▶ **Assignment**:
Scan the records for "sill". Show the matching lines.

Information provided Block Start

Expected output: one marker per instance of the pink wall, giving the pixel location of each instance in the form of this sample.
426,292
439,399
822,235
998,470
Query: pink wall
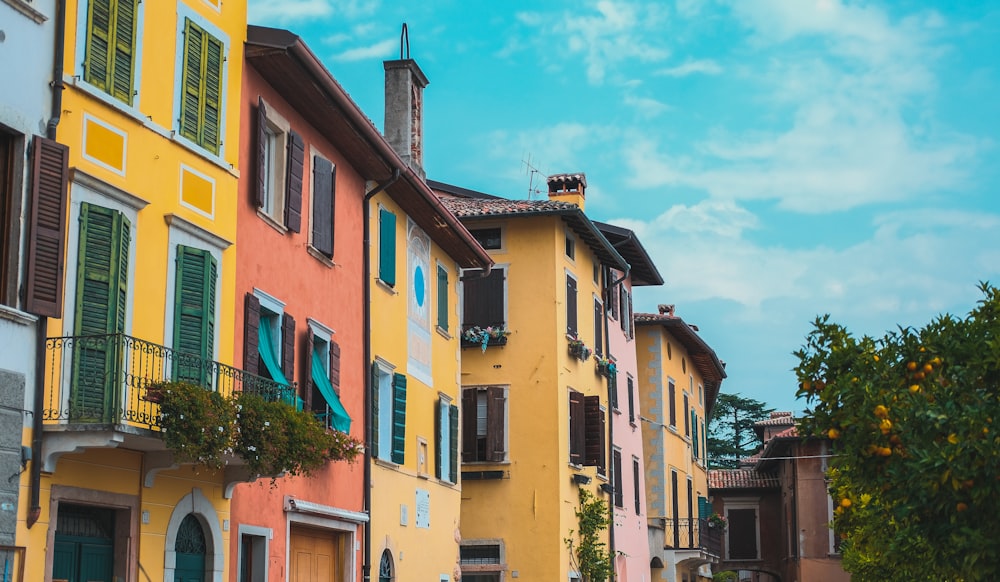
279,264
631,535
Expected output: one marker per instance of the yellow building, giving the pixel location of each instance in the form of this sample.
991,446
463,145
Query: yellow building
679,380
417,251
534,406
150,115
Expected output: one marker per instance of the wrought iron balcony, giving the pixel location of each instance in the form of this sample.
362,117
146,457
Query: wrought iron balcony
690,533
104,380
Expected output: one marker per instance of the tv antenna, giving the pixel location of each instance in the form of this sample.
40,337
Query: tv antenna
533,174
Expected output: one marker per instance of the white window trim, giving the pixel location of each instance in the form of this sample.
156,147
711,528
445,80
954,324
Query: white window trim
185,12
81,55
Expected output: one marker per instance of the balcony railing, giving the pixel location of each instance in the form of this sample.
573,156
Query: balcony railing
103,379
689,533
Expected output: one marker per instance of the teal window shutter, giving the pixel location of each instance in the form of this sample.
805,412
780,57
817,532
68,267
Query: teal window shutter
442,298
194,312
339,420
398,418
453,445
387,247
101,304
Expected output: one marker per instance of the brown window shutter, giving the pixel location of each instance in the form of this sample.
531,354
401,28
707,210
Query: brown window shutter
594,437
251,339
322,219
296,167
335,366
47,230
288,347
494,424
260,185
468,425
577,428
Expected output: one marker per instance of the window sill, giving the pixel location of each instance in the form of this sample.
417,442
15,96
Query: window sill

Information provided Block End

▶ **Reply to the exercise**:
Expected output: one marker per instance of the window sill, giving the pixel location of each instance in the form of this sample.
Query: window sill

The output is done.